* Verilen görev 1 *
Gösterilen metne göre Türkiye'de kaç NATO ve ABD üssü bulunuyor?
* Verilen görev 2 *
Gösterilen metinde “Başta anlattım” diye başlayan paragrafı, temel bilgilerini koruyarak madde listesine dönüştürün.

* Gösterilen metin *
========================================================================
Hayatta yapmaz diyemem.
Daha önce yaşadık bunları; “Kardeşim Esad” ve “NATO’nun ne işi var Libya’da” denmedi mi?
“One minute” sonrası İsrail ile ticaretimiz daha da artmadı mı?
Bu arada Azerbaycan’ın İsrail ile ilişkileri sınırımızda döşenmiş mayın gibi duruyor.
ABD ve İngiltere’nin kurcalayacağı yer orası olmalı.
Türkiye’de halen 7’si ana üs olmak üzere 40 NATO ve ABD üssü (*) var.
Ve siz Gazze’ye asker göndermekten söz ediyorsunuz.
Yahu Gazze’ye asker göndermeyin, gidip sadece Kürecik’i kapatsanız yeter.
Ama kapatamazsınız.
Başta anlattım: ABD’nin içi bölük, gücü düşük (3 yerde savaşı bırak sadece Pasifik’te bile savaş yürütemez bu donanmasıyla), başı bozuk.
İsrail hakeza, süper güçlü minik devlet efsanesi çöktü, onun paniğiyle bebek öldürüyor. İsrail halkı mevcut faşist Siyonist hükümeti istemiyor.
ABD’nin has ülkeleri Mısır, Suudi Arabistan ve Ürdün bile ayaklanmış durumda.
Ama tüm bunlara rağmen sen 15 Temmuz NATO/FETÖ darbe girişiminin merkezi İncirliği, İsrail’in korunması için kurulan Kürecik’i kapatmaktan acizsin.
Hiç edebiyat yapma kardeşim, sen hiç patırtıya kütürtüye karışma yeter.
========================================================================
* Sağlanan veriler *
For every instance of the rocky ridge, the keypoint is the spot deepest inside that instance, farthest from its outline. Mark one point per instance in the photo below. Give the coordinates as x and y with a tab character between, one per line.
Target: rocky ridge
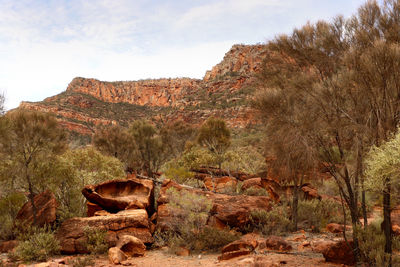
224	92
========================================================================
* Sonuç 1 *
Türkiye'de 7'si ana üs olmak üzere 40 NATO ve ABD üssü bulunuyor.

* Sonuç 2 *
- ABD'nin içi bölük.
- ABD'nin gücü düşük: bu donanmasıyla üç yerde savaşmak bir yana, yalnızca Pasifik'te bile savaş yürütemez.
- ABD'nin başı bozuk.